# Description of the task
Omit the pictures and copy the entries exactly.

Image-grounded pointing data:
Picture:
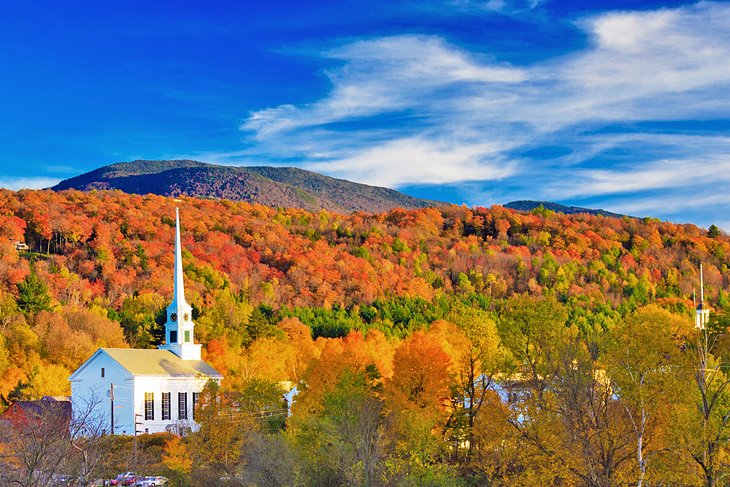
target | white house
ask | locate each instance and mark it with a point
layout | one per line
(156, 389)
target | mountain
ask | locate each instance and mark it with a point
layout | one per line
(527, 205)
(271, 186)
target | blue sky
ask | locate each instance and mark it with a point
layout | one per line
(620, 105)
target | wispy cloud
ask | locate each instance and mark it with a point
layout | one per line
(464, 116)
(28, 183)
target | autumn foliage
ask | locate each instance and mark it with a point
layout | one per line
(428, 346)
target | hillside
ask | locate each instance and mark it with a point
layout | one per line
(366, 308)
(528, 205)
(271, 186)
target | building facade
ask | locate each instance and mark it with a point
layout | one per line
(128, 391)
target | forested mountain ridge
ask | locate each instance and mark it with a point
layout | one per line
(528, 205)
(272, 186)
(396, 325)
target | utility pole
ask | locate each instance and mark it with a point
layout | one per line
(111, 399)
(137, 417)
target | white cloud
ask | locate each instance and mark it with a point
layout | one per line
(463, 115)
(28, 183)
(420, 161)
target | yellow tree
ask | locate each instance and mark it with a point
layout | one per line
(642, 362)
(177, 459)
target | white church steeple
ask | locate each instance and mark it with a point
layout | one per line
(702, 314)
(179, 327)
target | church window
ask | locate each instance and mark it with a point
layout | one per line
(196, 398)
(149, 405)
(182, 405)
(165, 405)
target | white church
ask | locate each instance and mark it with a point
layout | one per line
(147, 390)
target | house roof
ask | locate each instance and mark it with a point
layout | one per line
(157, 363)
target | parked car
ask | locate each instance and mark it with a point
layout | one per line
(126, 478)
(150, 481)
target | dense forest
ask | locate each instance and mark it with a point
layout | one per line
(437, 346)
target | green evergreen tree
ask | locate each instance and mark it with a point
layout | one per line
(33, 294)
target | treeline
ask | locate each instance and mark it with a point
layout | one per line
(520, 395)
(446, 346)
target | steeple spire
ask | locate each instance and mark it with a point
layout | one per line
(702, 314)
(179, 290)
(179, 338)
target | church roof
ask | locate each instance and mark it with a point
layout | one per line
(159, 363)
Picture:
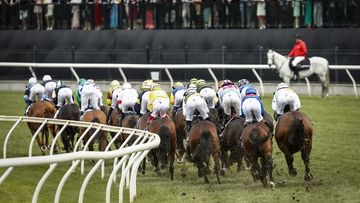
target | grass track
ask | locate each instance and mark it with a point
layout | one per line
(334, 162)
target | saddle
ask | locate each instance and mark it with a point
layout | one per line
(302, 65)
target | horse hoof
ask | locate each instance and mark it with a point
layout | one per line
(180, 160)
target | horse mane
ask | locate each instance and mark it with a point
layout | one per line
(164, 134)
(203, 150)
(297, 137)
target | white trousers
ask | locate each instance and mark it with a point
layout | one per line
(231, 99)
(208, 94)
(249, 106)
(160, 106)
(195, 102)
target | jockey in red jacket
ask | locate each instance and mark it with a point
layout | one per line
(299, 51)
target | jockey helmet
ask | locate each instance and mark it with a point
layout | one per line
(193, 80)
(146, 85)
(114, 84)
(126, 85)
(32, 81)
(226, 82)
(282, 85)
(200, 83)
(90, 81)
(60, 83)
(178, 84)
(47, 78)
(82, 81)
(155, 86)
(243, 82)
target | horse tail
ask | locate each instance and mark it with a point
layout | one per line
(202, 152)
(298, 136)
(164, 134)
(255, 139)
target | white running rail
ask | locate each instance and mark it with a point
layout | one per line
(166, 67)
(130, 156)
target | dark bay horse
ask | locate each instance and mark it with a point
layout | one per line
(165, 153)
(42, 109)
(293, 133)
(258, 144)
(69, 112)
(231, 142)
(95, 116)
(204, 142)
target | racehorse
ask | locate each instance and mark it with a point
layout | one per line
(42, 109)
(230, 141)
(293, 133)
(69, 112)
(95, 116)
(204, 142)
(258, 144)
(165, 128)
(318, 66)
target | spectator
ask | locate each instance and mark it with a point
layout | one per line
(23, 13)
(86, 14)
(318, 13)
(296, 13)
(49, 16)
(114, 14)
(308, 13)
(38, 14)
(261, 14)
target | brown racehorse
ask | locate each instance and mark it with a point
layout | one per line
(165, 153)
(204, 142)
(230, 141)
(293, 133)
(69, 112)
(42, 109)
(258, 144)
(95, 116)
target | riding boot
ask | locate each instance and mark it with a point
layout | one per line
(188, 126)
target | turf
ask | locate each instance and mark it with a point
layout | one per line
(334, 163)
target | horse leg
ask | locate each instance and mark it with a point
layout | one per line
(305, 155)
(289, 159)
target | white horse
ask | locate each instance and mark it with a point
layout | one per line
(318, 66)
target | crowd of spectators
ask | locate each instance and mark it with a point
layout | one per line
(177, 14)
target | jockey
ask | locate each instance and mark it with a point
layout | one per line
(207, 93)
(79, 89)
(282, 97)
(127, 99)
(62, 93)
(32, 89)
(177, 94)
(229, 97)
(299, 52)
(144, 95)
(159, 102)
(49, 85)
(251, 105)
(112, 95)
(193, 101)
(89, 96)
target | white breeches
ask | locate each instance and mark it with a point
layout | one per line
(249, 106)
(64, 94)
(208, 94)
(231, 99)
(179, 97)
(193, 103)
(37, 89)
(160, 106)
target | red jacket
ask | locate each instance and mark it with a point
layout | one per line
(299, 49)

# Response
Picture:
target | white house
ask | locate each instance and mark it with a point
layout | one per line
(156, 389)
target | mountain
ask | locate each instance and mark it with a point
layout | one per line
(527, 205)
(271, 186)
target | blue sky
ask | locate each instance and mark it with a point
layout | one per line
(620, 105)
target | wispy cloud
ask | locate each instance and mark it with a point
layout | one per line
(464, 116)
(28, 183)
target | autumn foliage
ask | locate each instance and mark it with a point
layout | one per line
(428, 346)
target | hillside
ask | locate each instance and mark it with a point
layout | one per line
(366, 308)
(528, 205)
(271, 186)
target | building facade
ask | locate each instance and mark it with a point
layout | one per line
(128, 391)
target | forested mountain ridge
ask | locate each instance and mark it with a point
layout | one per line
(528, 205)
(272, 186)
(396, 325)
target | utility pole
ask | locate each instance and mark it with a point
layout | one per line
(111, 399)
(137, 417)
target | white cloud
ask | locate each instance and mark it with a point
layout | one per line
(463, 115)
(28, 183)
(420, 161)
target | yellow tree
ask | locate each instance and mark it with a point
layout | one per line
(642, 362)
(177, 459)
target | white church steeple
ask | locate each instance and mark it with a point
layout | one per line
(702, 314)
(179, 327)
target | church window
ask | locate each instance and mark it with a point
layout | one per line
(196, 398)
(149, 405)
(182, 405)
(165, 405)
target | white church
ask | locate each instance and mark it with a point
layout | one per line
(147, 390)
target | house roof
ask | locate each instance and mark it with a point
layout | one per line
(157, 363)
target | parked car
ask | locate each instance and mark it with a point
layout | one per line
(126, 478)
(150, 481)
target | dense forest
ask | locate each instance and mark it with a point
layout | one per line
(437, 346)
target | green evergreen tree
ask | locate each instance and mark it with a point
layout | one per line
(33, 294)
target | treeline
ask | locate each instance and mark it with a point
layout | one per line
(520, 395)
(446, 346)
target | steeple spire
ask | locate each instance and mark it with a point
layout | one per line
(702, 314)
(179, 290)
(179, 338)
target | church roof
ask | locate each instance and mark it with a point
layout | one per line
(159, 363)
Picture:
target | grass track
ask | locate each instance and mark it with a point
layout | one per line
(334, 162)
target | saddle
ask | locate each instance and mark it with a point
layout | one per line
(302, 65)
target | horse hoof
ask | locate each instance and mark it with a point
layout | one per line
(180, 160)
target | horse mane
ask | locate each instance and mark it with a point
layout | one per line
(164, 134)
(203, 150)
(297, 137)
target | white trousers
ask | locate each instance and mark it with a point
layout | one per line
(231, 99)
(208, 94)
(249, 106)
(160, 106)
(195, 102)
target | jockey in red jacket
ask | locate each instance and mark it with a point
layout | one per line
(299, 51)
target | jockey helmet
ask | locate each instance and mark it with a point
layout | one per line
(193, 80)
(146, 85)
(114, 84)
(126, 85)
(32, 81)
(226, 82)
(282, 85)
(200, 83)
(90, 81)
(60, 83)
(178, 84)
(47, 78)
(82, 81)
(155, 86)
(243, 82)
target | horse tail
ask | locate each instance and mark it with a point
layout | one per line
(202, 152)
(298, 136)
(164, 134)
(255, 139)
target | white running rail
ask | locate each instance and mark it with a point
layout | one per line
(166, 67)
(130, 156)
target | dark bay horse
ask | locate each instance and mark it with a point
layout | one per line
(165, 153)
(42, 109)
(293, 133)
(258, 144)
(69, 112)
(231, 142)
(95, 116)
(204, 142)
target | racehorse
ask | locate each instance and mark it with a point
layout | one per line
(42, 109)
(230, 141)
(293, 133)
(69, 112)
(95, 116)
(204, 142)
(258, 144)
(165, 128)
(318, 66)
target | spectator
ask | locate each instance and mark it with a point
layout | one per line
(23, 13)
(86, 14)
(318, 13)
(296, 13)
(49, 16)
(114, 14)
(308, 13)
(38, 14)
(261, 14)
target | brown racehorse
ask | locate each instance and mark it with a point
layout | one per line
(165, 153)
(204, 142)
(230, 141)
(293, 133)
(69, 112)
(42, 109)
(258, 144)
(95, 116)
target | riding boot
ask | locate each instance and mark it with a point
layout | one per line
(188, 126)
target | turf
ask | locate each instance and mark it with a point
layout | one per line
(334, 163)
target | horse leg
ask | locate each instance and mark it with a point
layout | one per line
(305, 155)
(289, 159)
target | white horse
ask | locate each instance and mark it with a point
layout | one per line
(318, 66)
target | crowd of spectators
ask | locate each instance and mark it with a point
layout | one per line
(177, 14)
target | jockey
ask | locate each instance and mark it with a point
layout | one per line
(207, 93)
(79, 89)
(282, 97)
(127, 99)
(62, 93)
(32, 89)
(177, 94)
(229, 97)
(299, 52)
(144, 95)
(159, 102)
(49, 85)
(251, 105)
(112, 95)
(193, 101)
(89, 96)
target | white breeches
ask | locate each instance and mark it with a point
layout | one per line
(249, 106)
(64, 94)
(208, 94)
(231, 99)
(179, 97)
(193, 103)
(37, 89)
(160, 106)
target | red jacket
ask | locate each instance and mark it with a point
layout | one per line
(299, 49)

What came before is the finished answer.